START GIVEN PASSAGE

Uchida also has prepared handouts with resources on local obstetric care as well as community resources for access to abortion even if the Utah trigger law goes into effect. She hopes other institutions and providers adopt similar care pathways.

Notably, like many states, Utah law does not stipulate what providers can say to patients about abortion, regardless of the trigger law, and so such discussions are currently protected.

“It’s really important that we say abortion by name when we communicate with patients. An abortion is a medical procedure,” said Uchida. “This is not Harry Potter where we’re dealing with ‘He-who-cannot-be-named.’ The moment we, physicians, start tip-toeing around saying it aloud, we allow in a dangerous gas into our field, and it’s the patients who will suffer.”

Still some non-OB-GYN physicians might feel hesitant to bring up abortion for fear of stoking a politically charged reaction or even legal action. That discussion feels “outside the comfort zone” for da Silva, and patients like hers in the car accident are likely not to be discussing reproductive options in the immediate aftermath of finding out about a positive test. Today Alabama has one of the country’s most extreme abortion bans, without an exception for rape or incest.

END GIVEN PASSAGE
START THE DATA

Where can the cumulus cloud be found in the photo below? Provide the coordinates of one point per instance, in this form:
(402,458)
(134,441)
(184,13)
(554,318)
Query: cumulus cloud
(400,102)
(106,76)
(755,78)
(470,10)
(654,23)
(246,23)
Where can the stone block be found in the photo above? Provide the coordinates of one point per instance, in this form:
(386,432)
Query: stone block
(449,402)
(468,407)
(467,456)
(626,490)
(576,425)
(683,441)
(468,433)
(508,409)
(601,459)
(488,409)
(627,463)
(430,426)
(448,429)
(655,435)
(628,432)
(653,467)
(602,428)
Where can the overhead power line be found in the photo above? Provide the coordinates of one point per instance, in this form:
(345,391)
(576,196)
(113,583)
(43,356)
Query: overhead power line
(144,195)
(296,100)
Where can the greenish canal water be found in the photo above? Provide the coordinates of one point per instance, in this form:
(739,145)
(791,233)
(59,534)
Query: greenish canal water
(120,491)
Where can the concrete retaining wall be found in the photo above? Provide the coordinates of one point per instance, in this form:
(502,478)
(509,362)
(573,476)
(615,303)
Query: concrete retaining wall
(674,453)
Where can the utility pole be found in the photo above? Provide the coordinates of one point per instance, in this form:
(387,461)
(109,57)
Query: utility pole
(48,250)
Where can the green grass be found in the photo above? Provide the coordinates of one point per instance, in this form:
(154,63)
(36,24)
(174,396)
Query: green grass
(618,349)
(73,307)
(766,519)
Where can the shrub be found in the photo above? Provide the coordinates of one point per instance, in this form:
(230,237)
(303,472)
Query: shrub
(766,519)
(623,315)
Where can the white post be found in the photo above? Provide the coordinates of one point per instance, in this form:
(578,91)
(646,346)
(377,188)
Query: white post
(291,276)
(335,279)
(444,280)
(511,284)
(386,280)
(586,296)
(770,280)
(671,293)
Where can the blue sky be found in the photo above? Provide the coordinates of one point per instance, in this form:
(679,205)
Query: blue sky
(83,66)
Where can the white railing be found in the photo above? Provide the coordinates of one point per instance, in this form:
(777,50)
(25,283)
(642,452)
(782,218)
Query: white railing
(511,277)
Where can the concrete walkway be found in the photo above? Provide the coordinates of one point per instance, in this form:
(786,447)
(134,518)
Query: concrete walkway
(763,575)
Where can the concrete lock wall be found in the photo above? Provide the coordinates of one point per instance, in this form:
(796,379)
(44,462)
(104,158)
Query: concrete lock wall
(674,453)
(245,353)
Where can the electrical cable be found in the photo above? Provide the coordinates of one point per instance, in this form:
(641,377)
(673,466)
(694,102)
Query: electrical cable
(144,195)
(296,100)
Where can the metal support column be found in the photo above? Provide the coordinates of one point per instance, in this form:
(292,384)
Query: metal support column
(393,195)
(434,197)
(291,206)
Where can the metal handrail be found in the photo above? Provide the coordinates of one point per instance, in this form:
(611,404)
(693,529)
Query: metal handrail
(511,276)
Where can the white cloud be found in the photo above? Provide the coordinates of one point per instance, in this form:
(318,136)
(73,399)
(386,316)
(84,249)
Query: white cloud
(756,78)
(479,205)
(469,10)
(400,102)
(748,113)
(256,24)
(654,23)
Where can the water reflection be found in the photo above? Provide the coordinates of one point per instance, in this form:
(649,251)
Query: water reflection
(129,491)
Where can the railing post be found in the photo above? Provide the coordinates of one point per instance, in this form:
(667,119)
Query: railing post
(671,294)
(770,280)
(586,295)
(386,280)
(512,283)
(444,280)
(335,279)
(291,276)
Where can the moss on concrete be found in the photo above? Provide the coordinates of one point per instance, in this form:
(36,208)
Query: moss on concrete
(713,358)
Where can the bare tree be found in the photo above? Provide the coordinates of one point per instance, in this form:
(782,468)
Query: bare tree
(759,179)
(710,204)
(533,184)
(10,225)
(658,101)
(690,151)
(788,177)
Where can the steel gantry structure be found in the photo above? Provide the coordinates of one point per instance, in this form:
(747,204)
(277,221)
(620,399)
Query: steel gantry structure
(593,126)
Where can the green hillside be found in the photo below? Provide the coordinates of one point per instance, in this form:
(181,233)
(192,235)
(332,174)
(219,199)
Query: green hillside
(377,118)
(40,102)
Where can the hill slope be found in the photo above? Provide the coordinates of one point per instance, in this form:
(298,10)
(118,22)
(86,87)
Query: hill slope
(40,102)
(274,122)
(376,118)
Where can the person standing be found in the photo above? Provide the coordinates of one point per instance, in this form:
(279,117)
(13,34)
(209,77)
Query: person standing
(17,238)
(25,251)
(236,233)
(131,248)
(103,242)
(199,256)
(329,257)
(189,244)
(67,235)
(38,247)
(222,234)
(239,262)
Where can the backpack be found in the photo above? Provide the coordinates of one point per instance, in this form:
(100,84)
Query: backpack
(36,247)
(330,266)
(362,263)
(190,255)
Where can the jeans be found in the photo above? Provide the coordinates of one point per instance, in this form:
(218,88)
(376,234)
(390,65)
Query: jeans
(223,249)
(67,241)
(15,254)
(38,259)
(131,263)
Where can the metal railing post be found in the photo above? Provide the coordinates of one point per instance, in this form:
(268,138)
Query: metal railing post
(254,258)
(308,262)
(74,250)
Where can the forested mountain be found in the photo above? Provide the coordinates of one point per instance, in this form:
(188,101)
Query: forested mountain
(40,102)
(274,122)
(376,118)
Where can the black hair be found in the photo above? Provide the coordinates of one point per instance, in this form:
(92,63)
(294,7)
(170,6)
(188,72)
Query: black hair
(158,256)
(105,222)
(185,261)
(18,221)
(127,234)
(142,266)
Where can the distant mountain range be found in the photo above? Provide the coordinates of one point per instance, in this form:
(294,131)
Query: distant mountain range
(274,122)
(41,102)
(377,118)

END THE DATA

WORK TO COMPLETE:
• A. Answer these questions using the passage on doctors talking with patients about abortion:
(i) What do Uchida's handouts cover?
(ii) What does Utah law not stipulate?
(iii) Which state does the passage say has one of the country's most extreme abortion bans?
• B. Extend the passage on doctors talking with patients about abortion, starting right after its last sentence.

EXPECTED RESPONSES:
• A.
(i) Resources on local obstetric care and community resources for access to abortion, even if the Utah trigger law goes into effect.
(ii) What providers can say to patients about abortion.
(iii) Alabama.

• B.
State abortion laws have also created uncertainty over where “case law may be heading” regarding personhood status for the fetus, Herdt said. “There are known and theoretical risks to the fetus when pregnant women undergo surgery, and we currently prioritize the safety and autonomy of the mother.” In places where women’s bodily autonomy is increasingly threatened, he said, he worries that clinical judgement may be affected by unknown legal risk for both the medical teams and the women, who may even have waived a pregnancy test at the time of surgery.

“It’s a big question mark right now.”

Documenting positive pregnancy tests in the medical record could have its own consequences, a concern that has been raised by prospective patients who fear having a formal record of a pregnancy they may intend to terminate. Post-Roe, there is increasing alarm about digital trails of possible early pregnancies — including period tracking and messaging apps, and information collected in the medical record. Currently, despite patient privacy protections in HIPAA, there are situations, like a court order, when a clinic or hospital could be required to disclose a patient’s medical records.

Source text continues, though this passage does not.